Entries from an annotation dataset
'''

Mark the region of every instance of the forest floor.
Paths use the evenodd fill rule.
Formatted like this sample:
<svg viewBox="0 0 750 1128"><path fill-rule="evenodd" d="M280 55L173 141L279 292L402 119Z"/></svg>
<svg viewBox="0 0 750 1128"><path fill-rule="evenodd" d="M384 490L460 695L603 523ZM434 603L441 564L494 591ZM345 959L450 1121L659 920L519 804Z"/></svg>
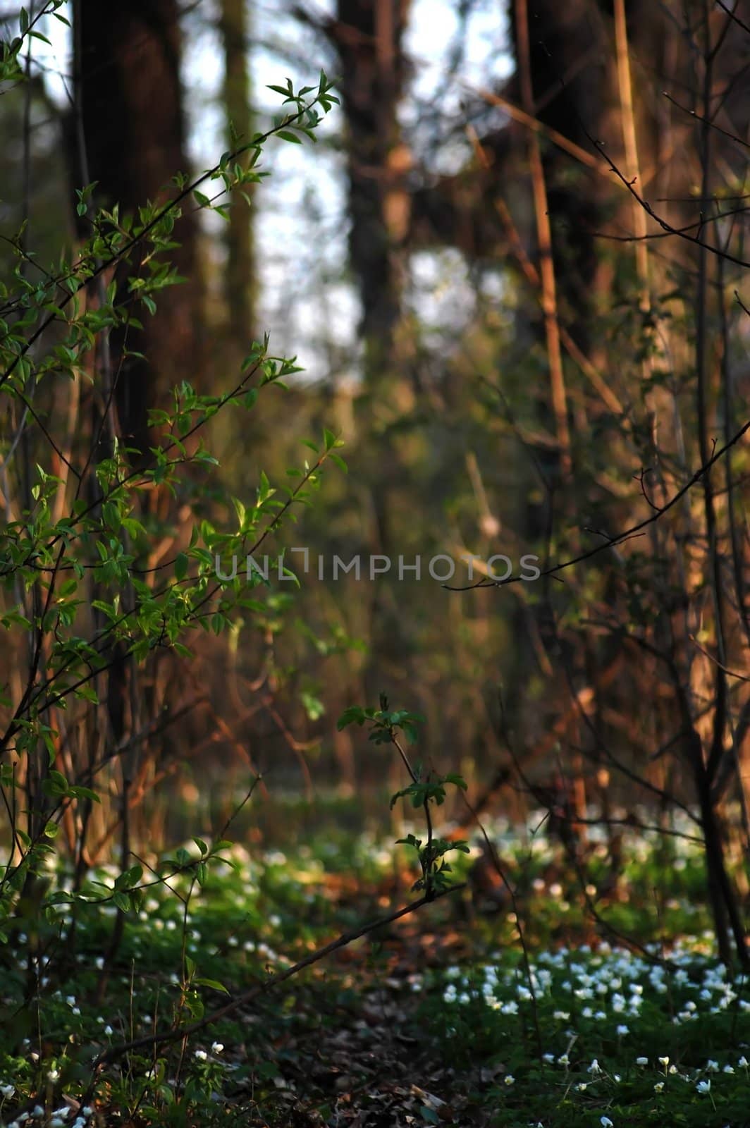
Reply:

'''

Render the lines of all the records above as a numbered list, skipping any blank lines. Leave the pictures out of your answer.

1. Mark the region of every instance of the forest floor.
2. Paths use the evenodd fill rule.
3. Formatted like this sample:
4. <svg viewBox="0 0 750 1128"><path fill-rule="evenodd" d="M280 55L173 141L279 292L402 119Z"/></svg>
5. <svg viewBox="0 0 750 1128"><path fill-rule="evenodd" d="M384 490L460 695L603 523ZM434 603L441 564L494 591ZM345 959L450 1121L659 920L519 804Z"/></svg>
6. Reply:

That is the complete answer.